FDA Approves Rydapt for AML


The Food and Drug Administration has approved Rydapt (midostaurin) for acute myeloid leukemia (AML).

The Food and Drug Administration has approved Rydapt (midostaurin) for the treatment of adult patients with newly diagnosed FLT3-positive acute myeloid leukemia (AML) in combination with standard cytarabine and daunorubicin induction and cytarabine consolidation.

The drug has also been approved for the treatment of patients with advanced systemic mastocytosis (SM), including aggressive systemic mastocytosis (ASM), SM with associated hematological neoplasm (SM-AHN) and mast cell leukemia.

Rydapt was approved along with a companion diagnostic, the LeukoStrat CDx FLT3 Mutation Assay, to test for FLT3 mutations in patients with AML.

The approval is based on the phase 3 RATIFY trial in AML and two single-arm, open-label studies of patients with SM. In the RATIFY trial, the addition of Rydapt to standard chemotherapy reduced the risk of death by 23 percent compared with chemotherapy alone in patients with AML who had an FLT3 mutation. After censoring for patients who received stem cell transplants, the overall survival (OS) benefit with Rydapt remained steady at 25 percent.

In the pivotal phase 2 trial considered for the SM approvals, among patients receiving six cycles of Rydapt, the rates of confirmed complete remission (CR) plus incomplete remission (ICR) by modified Valent criteria were 38 percent for ASM and 16 percent for SM-AHN. One patient with mast cell leukemia had a CR.

In the phase 3 RATIFY trial, 717 patients with newly diagnosed FLT3-mutant AML were randomized to standard induction and consolidation chemotherapy plus Rydapt (360 patients) or placebo (357 patients). Hydroxyurea was allowed for up to five days prior to beginning therapy, while FLT3 test results were obtained.

The median age in both treatment arms was 48 years, and there were more men in the Rydapt arm versus placebo. The primary endpoint of the study was OS, with secondary outcome measures such as event-free survival (EFS) and safety.

What you will do:
(a) Using the article on the Rydapt approval, decide whether each statement below agrees with it, answering yes or no and quoting the deciding words. (i) The RATIFY trial randomized 717 patients. (ii) Patients in the Rydapt arm had a higher median age than those in the placebo arm. (iii) Adding Rydapt to standard chemotherapy cut the risk of death by 25 percent compared with chemotherapy alone.
(b) Extend the article on the Rydapt approval, writing what comes after its final sentence.

Natural language region descriptions
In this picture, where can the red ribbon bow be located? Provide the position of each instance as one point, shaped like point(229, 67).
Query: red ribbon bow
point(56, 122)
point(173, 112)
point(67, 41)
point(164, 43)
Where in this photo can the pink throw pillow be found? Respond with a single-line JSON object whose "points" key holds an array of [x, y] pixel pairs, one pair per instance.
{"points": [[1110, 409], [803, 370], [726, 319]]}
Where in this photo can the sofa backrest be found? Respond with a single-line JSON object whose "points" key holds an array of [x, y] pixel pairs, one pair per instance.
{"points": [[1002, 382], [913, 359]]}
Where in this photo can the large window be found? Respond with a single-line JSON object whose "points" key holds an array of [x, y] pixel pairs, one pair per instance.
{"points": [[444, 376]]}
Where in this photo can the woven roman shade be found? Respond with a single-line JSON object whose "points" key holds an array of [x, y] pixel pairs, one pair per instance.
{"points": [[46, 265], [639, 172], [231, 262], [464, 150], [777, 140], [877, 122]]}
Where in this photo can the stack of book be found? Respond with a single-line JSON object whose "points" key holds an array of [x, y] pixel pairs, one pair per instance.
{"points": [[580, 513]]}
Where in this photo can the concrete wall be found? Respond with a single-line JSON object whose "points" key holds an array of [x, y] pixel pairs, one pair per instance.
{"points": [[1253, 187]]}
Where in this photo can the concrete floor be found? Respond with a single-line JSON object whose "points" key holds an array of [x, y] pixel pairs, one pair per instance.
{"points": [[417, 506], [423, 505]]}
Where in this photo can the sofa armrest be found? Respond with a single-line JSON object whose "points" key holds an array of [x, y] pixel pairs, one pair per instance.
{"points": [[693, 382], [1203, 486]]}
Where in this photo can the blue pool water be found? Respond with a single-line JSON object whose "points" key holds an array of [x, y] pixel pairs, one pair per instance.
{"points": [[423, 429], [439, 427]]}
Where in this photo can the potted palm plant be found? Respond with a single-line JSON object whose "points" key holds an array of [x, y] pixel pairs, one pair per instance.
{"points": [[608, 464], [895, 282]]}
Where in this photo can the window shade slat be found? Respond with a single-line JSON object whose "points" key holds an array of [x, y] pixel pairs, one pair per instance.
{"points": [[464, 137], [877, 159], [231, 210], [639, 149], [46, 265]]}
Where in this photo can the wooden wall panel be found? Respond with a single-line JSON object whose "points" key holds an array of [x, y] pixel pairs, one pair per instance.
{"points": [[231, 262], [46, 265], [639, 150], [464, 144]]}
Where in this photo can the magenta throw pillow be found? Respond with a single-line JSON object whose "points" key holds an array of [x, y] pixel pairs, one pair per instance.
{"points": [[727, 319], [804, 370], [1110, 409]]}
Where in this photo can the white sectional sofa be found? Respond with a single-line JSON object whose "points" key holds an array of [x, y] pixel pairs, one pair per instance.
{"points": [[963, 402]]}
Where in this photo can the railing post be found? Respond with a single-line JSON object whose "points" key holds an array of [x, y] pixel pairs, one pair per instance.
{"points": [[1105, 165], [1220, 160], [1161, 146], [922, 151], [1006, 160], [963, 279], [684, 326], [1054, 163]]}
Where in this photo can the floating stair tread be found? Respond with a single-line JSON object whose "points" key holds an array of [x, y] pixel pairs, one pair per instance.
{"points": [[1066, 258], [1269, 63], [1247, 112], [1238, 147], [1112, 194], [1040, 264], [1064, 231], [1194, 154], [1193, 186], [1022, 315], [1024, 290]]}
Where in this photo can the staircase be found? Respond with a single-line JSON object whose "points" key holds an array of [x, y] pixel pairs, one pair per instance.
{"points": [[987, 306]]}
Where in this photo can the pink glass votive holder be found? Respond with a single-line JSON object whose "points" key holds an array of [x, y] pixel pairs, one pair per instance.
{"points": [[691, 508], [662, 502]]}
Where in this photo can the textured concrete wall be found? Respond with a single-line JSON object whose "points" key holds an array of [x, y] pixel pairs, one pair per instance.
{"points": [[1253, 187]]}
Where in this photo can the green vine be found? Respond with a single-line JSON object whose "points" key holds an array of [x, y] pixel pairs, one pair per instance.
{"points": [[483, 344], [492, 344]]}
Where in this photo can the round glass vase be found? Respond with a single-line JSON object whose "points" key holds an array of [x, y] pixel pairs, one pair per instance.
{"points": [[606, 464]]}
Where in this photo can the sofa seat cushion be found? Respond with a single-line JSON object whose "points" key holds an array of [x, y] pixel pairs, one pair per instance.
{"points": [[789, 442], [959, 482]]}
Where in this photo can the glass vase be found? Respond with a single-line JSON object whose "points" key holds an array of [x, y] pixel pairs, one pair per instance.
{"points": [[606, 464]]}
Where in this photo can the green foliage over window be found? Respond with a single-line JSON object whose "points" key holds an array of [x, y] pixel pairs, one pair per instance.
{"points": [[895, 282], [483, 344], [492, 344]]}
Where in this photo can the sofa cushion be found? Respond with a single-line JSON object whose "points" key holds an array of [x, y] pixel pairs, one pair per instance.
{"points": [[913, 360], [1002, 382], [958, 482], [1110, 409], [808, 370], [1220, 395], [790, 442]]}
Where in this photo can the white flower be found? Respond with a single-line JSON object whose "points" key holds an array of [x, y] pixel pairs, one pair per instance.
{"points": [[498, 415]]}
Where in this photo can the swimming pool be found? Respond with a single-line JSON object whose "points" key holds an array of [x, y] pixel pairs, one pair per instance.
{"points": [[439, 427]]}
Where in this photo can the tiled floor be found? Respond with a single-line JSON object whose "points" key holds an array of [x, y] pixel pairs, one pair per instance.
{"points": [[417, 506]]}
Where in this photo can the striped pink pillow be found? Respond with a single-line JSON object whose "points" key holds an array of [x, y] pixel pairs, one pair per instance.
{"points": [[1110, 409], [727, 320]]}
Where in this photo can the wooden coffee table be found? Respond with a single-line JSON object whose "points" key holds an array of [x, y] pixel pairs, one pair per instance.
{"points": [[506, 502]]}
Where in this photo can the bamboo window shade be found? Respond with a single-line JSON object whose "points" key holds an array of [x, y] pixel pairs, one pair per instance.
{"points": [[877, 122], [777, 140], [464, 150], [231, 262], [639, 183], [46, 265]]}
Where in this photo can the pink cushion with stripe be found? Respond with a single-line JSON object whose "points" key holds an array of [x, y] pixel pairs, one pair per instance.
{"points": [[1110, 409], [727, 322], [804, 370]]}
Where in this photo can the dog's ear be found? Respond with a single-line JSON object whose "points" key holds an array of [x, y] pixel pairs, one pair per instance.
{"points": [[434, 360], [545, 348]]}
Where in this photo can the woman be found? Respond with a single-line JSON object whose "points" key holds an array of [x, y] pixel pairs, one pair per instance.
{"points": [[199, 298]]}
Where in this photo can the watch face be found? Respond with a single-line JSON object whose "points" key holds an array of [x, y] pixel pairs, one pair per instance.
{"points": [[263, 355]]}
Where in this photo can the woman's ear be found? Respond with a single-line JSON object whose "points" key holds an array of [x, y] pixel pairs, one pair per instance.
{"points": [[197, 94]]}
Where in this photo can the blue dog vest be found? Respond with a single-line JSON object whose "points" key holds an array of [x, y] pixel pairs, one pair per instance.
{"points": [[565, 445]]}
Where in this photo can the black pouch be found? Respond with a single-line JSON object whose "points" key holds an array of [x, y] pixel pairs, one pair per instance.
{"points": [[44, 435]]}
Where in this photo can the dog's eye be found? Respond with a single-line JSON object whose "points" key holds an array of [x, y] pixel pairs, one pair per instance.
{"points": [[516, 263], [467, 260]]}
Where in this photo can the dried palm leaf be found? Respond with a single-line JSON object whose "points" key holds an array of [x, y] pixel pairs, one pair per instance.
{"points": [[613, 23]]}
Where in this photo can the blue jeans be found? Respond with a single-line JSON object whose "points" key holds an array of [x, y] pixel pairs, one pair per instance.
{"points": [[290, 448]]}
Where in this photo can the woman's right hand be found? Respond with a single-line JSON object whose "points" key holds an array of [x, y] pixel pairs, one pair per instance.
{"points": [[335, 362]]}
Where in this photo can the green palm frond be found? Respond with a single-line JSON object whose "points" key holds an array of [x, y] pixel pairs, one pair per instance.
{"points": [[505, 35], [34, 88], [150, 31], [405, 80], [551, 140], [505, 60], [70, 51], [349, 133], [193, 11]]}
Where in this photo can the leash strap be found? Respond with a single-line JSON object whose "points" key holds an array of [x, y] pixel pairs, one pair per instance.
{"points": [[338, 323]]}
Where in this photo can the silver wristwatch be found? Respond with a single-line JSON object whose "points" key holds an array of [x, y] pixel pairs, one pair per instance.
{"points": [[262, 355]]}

...

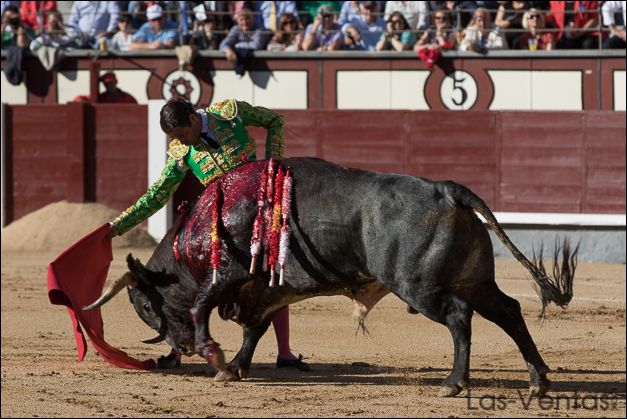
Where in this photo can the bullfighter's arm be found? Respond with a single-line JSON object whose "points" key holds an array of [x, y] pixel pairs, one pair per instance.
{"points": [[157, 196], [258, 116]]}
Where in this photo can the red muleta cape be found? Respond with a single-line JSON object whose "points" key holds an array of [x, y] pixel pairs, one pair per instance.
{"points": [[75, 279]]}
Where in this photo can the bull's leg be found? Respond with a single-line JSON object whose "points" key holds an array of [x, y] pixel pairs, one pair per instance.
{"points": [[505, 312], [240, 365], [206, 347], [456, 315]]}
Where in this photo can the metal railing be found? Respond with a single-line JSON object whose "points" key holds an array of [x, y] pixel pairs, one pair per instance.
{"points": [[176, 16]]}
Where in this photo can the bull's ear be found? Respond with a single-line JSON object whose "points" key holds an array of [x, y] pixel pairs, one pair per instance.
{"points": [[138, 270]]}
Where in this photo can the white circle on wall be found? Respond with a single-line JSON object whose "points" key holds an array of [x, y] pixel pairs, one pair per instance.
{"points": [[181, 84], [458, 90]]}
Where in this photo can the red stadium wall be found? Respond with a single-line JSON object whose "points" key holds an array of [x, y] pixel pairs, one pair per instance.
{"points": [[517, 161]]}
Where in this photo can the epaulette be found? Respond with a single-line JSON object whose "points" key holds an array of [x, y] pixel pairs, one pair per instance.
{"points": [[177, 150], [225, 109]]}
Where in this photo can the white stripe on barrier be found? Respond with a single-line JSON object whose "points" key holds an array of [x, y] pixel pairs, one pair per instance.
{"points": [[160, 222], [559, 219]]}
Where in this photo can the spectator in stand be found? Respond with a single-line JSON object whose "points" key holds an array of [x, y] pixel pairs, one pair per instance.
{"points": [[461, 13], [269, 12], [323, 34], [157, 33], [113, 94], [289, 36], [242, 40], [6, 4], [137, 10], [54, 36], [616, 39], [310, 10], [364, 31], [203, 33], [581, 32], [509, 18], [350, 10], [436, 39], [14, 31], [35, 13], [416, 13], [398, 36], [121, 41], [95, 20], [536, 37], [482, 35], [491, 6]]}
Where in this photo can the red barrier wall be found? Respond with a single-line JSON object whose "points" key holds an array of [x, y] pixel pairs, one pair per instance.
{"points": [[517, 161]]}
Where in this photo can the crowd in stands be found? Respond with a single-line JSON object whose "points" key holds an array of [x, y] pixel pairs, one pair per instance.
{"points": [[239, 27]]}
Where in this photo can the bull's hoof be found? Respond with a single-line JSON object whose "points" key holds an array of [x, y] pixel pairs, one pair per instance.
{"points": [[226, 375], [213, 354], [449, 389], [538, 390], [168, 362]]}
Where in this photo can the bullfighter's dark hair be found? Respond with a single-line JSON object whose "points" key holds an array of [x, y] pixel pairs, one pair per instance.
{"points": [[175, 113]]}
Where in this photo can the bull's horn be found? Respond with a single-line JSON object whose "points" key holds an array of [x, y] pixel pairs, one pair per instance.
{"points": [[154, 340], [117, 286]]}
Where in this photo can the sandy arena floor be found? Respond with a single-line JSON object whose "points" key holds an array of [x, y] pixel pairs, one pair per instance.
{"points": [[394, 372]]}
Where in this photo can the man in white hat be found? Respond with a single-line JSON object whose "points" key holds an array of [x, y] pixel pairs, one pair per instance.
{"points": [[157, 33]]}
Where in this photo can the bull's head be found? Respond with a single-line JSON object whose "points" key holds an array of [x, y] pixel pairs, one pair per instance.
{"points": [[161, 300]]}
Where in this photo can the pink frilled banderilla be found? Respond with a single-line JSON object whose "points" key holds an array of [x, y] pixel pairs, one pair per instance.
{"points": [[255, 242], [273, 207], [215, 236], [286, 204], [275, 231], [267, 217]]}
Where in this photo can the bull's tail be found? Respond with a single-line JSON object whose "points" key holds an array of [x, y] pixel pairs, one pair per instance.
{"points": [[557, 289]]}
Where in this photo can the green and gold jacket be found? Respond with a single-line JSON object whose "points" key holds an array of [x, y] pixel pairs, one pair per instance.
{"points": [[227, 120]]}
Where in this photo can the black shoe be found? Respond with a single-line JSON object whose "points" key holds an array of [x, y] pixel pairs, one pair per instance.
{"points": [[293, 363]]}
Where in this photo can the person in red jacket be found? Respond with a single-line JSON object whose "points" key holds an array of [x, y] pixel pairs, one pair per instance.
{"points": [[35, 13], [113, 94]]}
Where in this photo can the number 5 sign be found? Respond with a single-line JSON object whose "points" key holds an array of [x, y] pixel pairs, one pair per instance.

Answers below:
(a)
(i) Yes: "717 patients with newly diagnosed FLT3-mutant AML were randomized"
(ii) No: "The median age in both treatment arms was 48 years"
(iii) No: "reduced the risk of death by 23 percent compared with chemotherapy alone"

(b)
In uncensored data, median OS was 74.7 months with Rydapt versus 25.6 months with chemotherapy alone. The 5-year OS rate for patients in the Rydapt arm was 50.9 percent versus 43.9 percent with placebo. Median EFS in the Rydapt arm was 8.2 versus 3 months with placebo. The 5-year EFS rate with Rydapt was 27.5 percent versus 19.3 percent with placebo.

Median OS seen in the Rydapt arm was well beyond the researchers’ expectations of 20.9 months. A possible explanation for this could be the rates of stem cell transplantation or incomplete data.

Overall, 57 percent of patients received an allogeneic stem cell transplant at any time during the trial, more commonly in the Rydapt arm versus placebo (58 percent versus 54 percent). Median time to transplant was 5 months with Rydapt and 4.5 months with placebo. Twenty-five percent of transplants occurred during the first complete remission. Overall, 59 percent of patients in the Rydapt arm and 54 percent in the placebo group experienced a complete remission.

Median OS data were not obtained in the censored population. Overall, the 4-year censored OS rate with Rydapt was 63.8 percent versus 55.7 percent for placebo. In those censored for transplant, median EFS with Rydapt was 8.2 versus 3 months with placebo.

Grade 3 or higher adverse events (AEs) were similar between the Rydapt and placebo arms. Overall, 37 grade 5 AEs occurred in the study, which were similar between the two arms, at 5.3 percent with Rydapt versus 5 percent with placebo. A statistically significant difference was not observed for treatment-related grade 5 AEs.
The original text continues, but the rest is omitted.